4.5 - The rent shall be paid in 12 monthly advance instalments to be paid no later than the eighth day of each month, to be paid by bank transfer to the current account of the Lessor company.
Article 5
(State of the Properties and Maintenance)
5.1 - The Lessee declares to know the leased premises and have found them adequate for its use, suitable for the performance of the hotel business to be undertaken, in good repair and free from any defects that may affect the health of those who carry out activities, and undertakes to return them in the same state on expiry of the contract.
5.2 - The Lessee shall be responsible for all ordinary maintenance works, such as, but not limited to, those related to water, gas, electricity and sanitary installations, to locks and keys, to the hinges of frames, to the surface of walls and ceilings and fixtures, and to tiling and flooring and cladding tiles.
5.3 - At the end of the first lease period, which runs from 01.07.2012 until 31.12.2012, should the condition laid down in Art. 2) of the business division lease with R.V.H. S.r.l., attached to this contract under letter "B", be verified, the Lessee shall also be responsible for extraordinary maintenance, and shall be obliged to carry out, at its own expense, all interventions that might be necessary to maintain and adapt the building for its intended use as a hotel.
5.4 - Further, the Lessee may not perform innovations, improvements, additions and substitutions of any kind of plant, or install machinery and equipment, without the prior written consent of the Lessor and without having subsequently requested and obtained, at its care and burden, the necessary and mandatory authorisations required by the relevant applicable laws, explicitly exempting the Lessor from liability for direct or indirect damages that could result for any cause or reason.

GIVEN INSTRUCTION 1 =
Set down the listing from the line holding "Practice. Identify the red front" through the end of the listing, both ends included, leaving out the pictures.
The listing below is unrelated to the lease excerpt.

SOURCE DATA =
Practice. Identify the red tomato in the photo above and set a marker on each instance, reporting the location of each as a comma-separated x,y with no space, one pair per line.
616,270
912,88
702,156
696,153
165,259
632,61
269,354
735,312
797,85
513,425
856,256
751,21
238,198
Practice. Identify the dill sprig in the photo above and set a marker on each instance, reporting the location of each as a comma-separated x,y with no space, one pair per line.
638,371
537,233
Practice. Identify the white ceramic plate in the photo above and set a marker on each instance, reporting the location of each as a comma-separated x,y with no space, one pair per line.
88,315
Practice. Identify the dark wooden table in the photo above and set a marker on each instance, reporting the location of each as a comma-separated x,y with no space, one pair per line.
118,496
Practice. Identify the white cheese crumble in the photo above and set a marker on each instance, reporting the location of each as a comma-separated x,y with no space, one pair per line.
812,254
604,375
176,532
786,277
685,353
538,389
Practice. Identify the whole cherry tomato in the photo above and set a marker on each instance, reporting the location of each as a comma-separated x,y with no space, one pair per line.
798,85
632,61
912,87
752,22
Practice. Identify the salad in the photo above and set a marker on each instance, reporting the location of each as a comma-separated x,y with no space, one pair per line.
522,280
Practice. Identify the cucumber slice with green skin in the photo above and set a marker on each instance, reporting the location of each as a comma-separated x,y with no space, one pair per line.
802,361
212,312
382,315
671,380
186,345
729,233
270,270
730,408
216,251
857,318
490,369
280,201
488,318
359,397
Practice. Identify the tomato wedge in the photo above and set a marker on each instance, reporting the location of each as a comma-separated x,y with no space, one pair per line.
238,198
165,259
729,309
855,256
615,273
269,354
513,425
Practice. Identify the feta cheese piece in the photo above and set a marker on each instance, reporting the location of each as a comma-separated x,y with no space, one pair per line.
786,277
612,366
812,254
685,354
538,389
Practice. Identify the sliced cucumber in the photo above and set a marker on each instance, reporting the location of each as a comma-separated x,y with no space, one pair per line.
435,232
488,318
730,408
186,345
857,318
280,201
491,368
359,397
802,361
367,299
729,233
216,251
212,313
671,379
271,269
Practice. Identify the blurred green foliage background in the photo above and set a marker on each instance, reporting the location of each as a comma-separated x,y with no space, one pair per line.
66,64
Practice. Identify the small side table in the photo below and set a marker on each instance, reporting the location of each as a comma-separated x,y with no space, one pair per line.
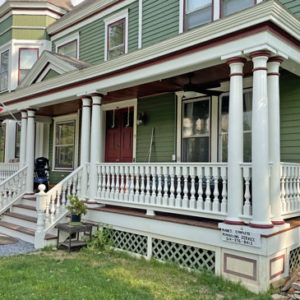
70,229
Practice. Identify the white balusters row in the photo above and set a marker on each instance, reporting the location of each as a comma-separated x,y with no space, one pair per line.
290,188
194,187
8,169
12,188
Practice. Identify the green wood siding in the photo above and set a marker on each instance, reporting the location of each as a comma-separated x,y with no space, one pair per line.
50,75
160,112
160,20
293,6
290,120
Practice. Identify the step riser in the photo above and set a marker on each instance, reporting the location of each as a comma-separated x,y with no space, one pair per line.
19,222
17,234
24,211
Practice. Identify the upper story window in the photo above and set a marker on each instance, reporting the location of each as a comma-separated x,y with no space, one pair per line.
27,58
4,71
197,12
231,6
116,35
68,49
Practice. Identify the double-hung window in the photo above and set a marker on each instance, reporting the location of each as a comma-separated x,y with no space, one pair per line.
197,12
223,126
231,6
4,71
65,143
68,49
196,130
27,58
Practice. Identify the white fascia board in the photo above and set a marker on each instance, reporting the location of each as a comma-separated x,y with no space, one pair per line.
70,21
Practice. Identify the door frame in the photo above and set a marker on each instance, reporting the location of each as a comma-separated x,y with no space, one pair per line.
121,105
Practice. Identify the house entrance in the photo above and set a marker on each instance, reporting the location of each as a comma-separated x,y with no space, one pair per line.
119,135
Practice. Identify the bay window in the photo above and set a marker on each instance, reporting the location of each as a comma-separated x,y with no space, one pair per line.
223,126
197,12
196,130
27,58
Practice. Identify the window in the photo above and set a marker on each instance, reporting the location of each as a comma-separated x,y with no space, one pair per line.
197,12
27,57
65,144
231,6
68,49
196,130
116,35
4,71
223,130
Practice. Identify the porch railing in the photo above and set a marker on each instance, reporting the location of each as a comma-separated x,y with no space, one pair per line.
8,169
290,189
193,189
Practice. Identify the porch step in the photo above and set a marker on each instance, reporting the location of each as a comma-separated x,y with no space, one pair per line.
24,233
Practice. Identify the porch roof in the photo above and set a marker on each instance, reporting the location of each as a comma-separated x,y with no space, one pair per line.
266,25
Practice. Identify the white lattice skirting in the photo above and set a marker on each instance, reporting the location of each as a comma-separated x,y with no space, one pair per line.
294,259
185,255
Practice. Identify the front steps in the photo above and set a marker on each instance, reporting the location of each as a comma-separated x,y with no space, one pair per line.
20,222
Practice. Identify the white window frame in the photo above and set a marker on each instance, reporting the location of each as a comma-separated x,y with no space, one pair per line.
70,38
108,21
62,119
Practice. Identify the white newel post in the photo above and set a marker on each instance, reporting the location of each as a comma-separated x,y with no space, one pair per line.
274,137
96,138
41,204
85,141
235,142
23,138
260,143
30,150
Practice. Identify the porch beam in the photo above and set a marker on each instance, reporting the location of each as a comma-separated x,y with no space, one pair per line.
260,143
96,147
274,137
23,138
235,142
30,150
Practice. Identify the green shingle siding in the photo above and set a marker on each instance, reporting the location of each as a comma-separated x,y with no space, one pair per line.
290,120
160,112
160,20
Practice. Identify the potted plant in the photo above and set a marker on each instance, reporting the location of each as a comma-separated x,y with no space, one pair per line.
76,208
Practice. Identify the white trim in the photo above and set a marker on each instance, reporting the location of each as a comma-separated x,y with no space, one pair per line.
65,118
124,104
97,5
68,39
112,19
140,38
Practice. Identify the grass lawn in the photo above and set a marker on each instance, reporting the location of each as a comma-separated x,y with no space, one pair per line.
87,275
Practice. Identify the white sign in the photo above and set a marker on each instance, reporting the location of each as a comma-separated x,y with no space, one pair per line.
241,236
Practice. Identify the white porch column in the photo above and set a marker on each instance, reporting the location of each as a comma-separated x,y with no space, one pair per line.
235,142
274,137
85,140
23,138
30,149
96,138
260,143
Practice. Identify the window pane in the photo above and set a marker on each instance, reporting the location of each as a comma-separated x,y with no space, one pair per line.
198,18
194,4
196,118
232,6
196,149
27,58
69,49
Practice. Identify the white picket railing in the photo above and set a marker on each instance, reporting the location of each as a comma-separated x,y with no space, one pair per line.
290,189
8,169
12,189
186,188
51,206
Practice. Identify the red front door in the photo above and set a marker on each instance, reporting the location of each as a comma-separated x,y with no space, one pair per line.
119,135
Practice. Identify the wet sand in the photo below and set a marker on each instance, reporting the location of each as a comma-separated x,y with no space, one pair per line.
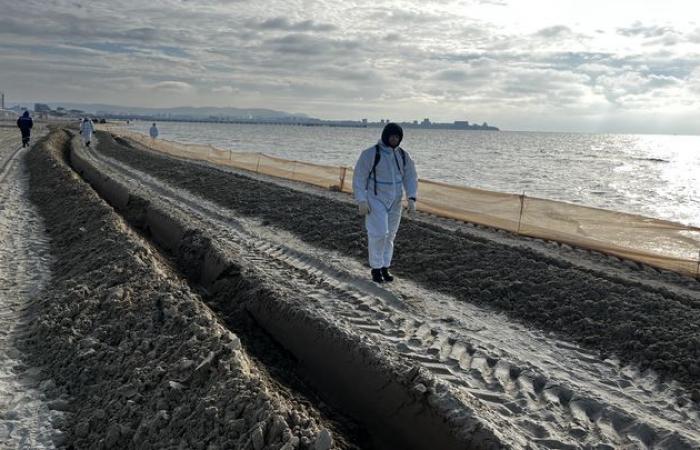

GIVEN INSTRUCTION 2 =
Answer these questions about the lease excerpt:
(a) No later than which day of each month must the rent be paid?
(b) Between which dates does the first lease period run?
(c) Whose prior written consent does the Lessee need before installing machinery and equipment?

FULL SOLUTION 1 =
Practice. Identify the red front door in the photo above and set a marker on each instance, reporting the location of each as a comma-separated x,y with no space, one pair per line.
119,135
Practice. Identify the wet sand in the photo below and set a marker on each instance, reporting the location of each as a comma-separated x,y with no space, one pair per line.

FULL SOLUTION 2 =
(a) The eighth day of each month.
(b) From 01.07.2012 until 31.12.2012.
(c) The Lessor's.